- **EXTRAIT DU DOCUMENT**
Macron-le-petit n’a rien de cela. Il ne peut s’accrocher à une vision, à un avenir, à un passé, car rien de tout cela n’existe en son for. Il admire l’économie en benêt, la marche des affaires, les échanges commerciaux. Dans un présent perpétuel qui est exactement ce qui tue la moindre perspective. Il ne peut ni ne pourra. Il lui faudrait une force dont il ne dispose pas. Il lui faudrait tout revoir, tout réviser, tout exploser même. Il lui faudrait s’attaquer à des structures qu’il aura sa vie durant contribué à renforcer. Or, qui ne le voit ? Il n’a que peu de qualités profondes. Je mesure à quel point ces mots peuvent paraître durs. Mais franchement, quelle qualité essentielle attribuer à un homme comme lui ? La verriez-vous ? En ce cas, éclairez-moi.

Nous voici donc face à un événement que la Commission européenne définit comme historique. Moi, je ne dirai jamais cela, car c’est incomparablement plus vaste et plus complexe. Le mot Apocalypse me vient spontanément, qui ne signifie nullement fin du monde, mais bel et bien « Révélation ». Et oui, dans ce sens-là, la sécheresse de 2022 est la révélation de ce qui nous attend, et qui sera bien pire. Le grand malheur dans lequel nous sommes tous plongés, c’est qu’aucun politique de quelque parti que ce soit ne vaut davantage que Macron. Je sais que beaucoup placent leurs espoirs en Mélenchon, que j’ai tant de fois écartelé ici. Mais qu’y puis-je ? Nous avons besoin d’une nouvelle culture, de nouvelles formes politiques adaptées à des problèmes que les humains n’ont encore jamais rencontrés, en évitant de remplacer des politiciens par d’autres politiciens, car tous finissent toujours par se valoir.

- **OBJECTIF VISÉ**
Renvoyez tel quel, s'il vous plaît, le passage de l'extrait du document qui commence à « Macron-le-petit n’a rien » et se termine à « ce cas, éclairez-moi. ». Les données n'interviennent en rien dans ce travail.

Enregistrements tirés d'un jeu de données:
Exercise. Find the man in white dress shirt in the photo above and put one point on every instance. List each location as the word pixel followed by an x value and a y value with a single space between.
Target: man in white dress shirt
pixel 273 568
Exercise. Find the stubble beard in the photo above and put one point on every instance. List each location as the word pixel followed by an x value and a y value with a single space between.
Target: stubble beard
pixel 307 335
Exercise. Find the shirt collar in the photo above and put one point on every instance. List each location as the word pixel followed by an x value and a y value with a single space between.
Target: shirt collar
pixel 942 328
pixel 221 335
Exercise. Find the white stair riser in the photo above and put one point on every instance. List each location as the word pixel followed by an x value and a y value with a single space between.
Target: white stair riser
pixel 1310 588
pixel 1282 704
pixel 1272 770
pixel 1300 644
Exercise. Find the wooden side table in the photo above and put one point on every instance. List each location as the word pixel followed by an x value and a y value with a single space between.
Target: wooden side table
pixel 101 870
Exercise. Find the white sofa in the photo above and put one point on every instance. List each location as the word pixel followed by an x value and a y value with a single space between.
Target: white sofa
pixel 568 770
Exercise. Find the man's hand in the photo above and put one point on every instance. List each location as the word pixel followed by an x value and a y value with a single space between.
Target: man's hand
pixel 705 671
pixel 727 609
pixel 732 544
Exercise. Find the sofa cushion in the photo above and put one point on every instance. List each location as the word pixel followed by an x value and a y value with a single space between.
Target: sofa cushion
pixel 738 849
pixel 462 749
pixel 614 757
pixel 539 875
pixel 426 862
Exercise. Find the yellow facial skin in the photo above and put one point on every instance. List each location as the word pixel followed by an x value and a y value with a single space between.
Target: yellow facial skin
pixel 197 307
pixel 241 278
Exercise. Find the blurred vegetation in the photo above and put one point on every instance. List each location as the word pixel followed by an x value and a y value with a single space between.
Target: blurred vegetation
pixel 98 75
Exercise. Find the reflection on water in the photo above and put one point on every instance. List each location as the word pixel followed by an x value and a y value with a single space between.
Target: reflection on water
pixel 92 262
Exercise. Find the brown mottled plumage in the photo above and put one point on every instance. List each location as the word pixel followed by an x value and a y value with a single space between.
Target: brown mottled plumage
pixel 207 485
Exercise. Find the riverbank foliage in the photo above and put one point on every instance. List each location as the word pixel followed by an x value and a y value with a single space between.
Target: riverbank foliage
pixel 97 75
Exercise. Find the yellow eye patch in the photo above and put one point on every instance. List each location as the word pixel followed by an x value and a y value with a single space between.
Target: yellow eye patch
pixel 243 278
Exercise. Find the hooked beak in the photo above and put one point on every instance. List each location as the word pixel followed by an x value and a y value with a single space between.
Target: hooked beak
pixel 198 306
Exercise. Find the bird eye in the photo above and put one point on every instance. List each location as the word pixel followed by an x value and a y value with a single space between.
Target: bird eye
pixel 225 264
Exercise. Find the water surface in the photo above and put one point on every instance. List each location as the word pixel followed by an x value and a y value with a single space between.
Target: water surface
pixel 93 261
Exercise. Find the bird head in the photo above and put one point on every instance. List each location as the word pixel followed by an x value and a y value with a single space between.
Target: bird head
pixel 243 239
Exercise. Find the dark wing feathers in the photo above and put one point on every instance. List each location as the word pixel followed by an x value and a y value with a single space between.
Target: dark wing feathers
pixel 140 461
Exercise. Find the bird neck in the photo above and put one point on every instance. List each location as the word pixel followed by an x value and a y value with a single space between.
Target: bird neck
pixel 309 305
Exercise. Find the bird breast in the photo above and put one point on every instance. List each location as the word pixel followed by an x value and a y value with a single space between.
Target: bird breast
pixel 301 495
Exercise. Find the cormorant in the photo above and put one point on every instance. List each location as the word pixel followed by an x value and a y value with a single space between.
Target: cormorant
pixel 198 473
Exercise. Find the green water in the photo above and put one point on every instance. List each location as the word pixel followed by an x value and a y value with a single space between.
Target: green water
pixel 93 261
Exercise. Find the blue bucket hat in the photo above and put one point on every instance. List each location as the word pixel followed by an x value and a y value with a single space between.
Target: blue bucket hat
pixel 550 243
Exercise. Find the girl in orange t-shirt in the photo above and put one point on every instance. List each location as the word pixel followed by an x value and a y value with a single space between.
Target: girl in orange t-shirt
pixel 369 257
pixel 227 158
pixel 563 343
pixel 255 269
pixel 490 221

- **LA RÉPONSE**
Macron-le-petit n’a rien de cela. Il ne peut s’accrocher à une vision, à un avenir, à un passé, car rien de tout cela n’existe en son for. Il admire l’économie en benêt, la marche des affaires, les échanges commerciaux. Dans un présent perpétuel qui est exactement ce qui tue la moindre perspective. Il ne peut ni ne pourra. Il lui faudrait une force dont il ne dispose pas. Il lui faudrait tout revoir, tout réviser, tout exploser même. Il lui faudrait s’attaquer à des structures qu’il aura sa vie durant contribué à renforcer. Or, qui ne le voit ? Il n’a que peu de qualités profondes. Je mesure à quel point ces mots peuvent paraître durs. Mais franchement, quelle qualité essentielle attribuer à un homme comme lui ? La verriez-vous ? En ce cas, éclairez-moi.